**Job a**
Answer these questions about the text on the film The Paper Store:
(i) Which actor plays Professor Marty Kane?
(ii) At what festival, and in what year, was the play 516 workshopped?
(iii) Through which organization did 516 receive its first professional debut?

**Source**
— begin —
The Paper Store is a 2016 drama film directed by Nicholas Gray, and written by Gray and  Katharine Clark Gray, adapted from the latter's play 516. The film is produced by Jonathan Gray, John Grossman (NYPS), and casting director Bonnie Timmermann and stars Stef Dawson, Penn Badgley, and Richard Kind.

Synopsis
A revenge tale about a former college student who forges essays for money, the grad student who becomes her lover, and the professor who discovers their scheme.

Cast 
 Stef Dawson as Annalee Monegan
 Penn Badgley as Sigurd Rossdale
 Richard Kind as Professor Marty Kane
 Clifton Dunn as Hooper
 Caitlin Mehner as Emily
  Kenton Cummings as Reynaldo
 Patrick Hogue as Bishop

Production 
The Paper Store is a film adaptation of Katharine Clark Gray's play 516 (five-sixteen), workshopped at the New York International Fringe Festival in 2007, with four out of five stars on Time Out (magazine). 516 received its first professional debut through Philadelphia Theater Workshop in 2010, culminating in plans to adapt the play into a film shortly thereafter.
— end —
**Job b**
Show every line of the records that contains the string "stone".

[Point labeling examples]
— begin —
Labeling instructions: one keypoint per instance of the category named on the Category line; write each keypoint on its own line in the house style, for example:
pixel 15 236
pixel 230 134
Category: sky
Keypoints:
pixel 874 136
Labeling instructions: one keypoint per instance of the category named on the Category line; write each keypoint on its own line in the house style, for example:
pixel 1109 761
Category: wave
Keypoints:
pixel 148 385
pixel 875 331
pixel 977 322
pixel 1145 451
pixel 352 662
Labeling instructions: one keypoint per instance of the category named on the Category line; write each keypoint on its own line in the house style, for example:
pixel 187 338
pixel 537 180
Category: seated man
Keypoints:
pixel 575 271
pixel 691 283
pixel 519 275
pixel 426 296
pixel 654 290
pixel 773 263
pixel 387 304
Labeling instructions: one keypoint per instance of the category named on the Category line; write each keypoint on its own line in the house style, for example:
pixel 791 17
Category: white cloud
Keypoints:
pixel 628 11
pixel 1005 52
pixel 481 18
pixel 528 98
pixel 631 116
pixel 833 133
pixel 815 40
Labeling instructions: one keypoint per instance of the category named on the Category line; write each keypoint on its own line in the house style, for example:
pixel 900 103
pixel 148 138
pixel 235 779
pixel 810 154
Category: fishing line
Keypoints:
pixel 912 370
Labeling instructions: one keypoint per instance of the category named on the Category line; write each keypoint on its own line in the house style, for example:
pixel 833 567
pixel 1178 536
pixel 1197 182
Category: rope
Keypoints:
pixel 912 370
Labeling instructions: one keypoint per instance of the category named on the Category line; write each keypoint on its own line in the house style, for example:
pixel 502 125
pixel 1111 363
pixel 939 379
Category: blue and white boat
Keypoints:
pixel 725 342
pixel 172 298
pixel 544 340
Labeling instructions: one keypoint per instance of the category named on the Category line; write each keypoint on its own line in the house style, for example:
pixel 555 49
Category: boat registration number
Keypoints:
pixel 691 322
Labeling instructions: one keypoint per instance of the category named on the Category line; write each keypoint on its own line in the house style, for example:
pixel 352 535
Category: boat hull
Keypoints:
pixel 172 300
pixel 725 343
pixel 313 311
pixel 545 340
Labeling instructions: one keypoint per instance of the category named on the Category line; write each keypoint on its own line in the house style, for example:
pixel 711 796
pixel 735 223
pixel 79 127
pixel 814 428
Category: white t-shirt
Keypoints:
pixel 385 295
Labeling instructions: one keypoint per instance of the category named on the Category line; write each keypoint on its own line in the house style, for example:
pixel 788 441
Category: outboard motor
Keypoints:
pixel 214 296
— end —
— begin —
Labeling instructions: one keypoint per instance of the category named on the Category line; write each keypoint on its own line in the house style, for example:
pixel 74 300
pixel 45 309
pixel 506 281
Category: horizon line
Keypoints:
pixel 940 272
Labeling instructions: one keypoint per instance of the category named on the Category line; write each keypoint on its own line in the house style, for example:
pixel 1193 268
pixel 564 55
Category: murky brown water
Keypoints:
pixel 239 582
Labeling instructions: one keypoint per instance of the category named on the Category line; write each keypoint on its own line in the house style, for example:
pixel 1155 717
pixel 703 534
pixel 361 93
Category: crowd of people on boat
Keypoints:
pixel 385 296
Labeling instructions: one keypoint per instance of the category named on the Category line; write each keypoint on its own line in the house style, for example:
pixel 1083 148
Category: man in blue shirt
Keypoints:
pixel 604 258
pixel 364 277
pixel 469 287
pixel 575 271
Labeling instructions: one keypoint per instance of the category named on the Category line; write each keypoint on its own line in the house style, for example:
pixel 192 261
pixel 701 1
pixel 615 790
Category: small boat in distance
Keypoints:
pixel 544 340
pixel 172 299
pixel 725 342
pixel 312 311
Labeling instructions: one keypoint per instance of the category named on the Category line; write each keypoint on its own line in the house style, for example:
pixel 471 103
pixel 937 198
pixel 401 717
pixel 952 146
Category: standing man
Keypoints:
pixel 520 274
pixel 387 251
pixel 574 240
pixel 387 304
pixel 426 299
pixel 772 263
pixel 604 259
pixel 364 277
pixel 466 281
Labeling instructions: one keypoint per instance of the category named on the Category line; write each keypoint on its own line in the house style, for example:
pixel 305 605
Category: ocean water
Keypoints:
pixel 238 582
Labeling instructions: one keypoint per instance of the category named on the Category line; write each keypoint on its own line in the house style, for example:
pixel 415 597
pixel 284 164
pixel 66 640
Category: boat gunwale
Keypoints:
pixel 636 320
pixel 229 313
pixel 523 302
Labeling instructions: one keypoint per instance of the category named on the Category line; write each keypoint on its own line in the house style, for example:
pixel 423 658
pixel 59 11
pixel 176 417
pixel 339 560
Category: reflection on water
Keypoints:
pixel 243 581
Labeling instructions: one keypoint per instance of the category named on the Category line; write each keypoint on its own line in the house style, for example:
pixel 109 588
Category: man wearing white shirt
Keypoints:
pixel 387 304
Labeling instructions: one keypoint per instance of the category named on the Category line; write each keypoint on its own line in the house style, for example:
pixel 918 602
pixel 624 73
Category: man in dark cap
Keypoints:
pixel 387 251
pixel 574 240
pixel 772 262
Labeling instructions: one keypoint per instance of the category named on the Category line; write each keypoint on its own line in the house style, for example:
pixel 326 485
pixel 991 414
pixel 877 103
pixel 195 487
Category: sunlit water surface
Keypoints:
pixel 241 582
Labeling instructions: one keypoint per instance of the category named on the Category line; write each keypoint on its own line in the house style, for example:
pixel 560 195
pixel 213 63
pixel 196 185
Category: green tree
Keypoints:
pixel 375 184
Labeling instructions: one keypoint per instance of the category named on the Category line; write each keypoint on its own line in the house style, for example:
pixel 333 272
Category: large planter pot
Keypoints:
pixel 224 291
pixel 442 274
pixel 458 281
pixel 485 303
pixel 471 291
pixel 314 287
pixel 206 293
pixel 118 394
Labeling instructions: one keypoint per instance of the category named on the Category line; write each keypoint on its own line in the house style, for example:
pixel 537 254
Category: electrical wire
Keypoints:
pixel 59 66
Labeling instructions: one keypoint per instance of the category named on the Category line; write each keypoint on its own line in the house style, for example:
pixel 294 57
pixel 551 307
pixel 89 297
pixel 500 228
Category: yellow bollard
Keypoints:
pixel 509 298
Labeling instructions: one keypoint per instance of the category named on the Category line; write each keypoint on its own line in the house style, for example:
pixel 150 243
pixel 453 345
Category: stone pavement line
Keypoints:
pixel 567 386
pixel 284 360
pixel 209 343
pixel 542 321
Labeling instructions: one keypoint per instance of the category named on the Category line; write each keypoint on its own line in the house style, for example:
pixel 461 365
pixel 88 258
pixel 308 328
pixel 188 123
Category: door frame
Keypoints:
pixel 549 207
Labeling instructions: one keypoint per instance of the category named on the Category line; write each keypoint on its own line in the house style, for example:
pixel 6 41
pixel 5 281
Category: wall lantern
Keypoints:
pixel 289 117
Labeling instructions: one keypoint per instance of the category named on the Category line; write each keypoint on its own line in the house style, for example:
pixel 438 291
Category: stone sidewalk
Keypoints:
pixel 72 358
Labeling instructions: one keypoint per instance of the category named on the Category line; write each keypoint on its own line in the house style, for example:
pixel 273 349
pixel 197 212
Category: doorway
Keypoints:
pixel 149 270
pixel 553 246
— end —
**Reply a**
(i) Richard Kind
(ii) The New York International Fringe Festival, in 2007
(iii) Philadelphia Theater Workshop

**Reply b**
Category: stone pavement line
Category: stone sidewalk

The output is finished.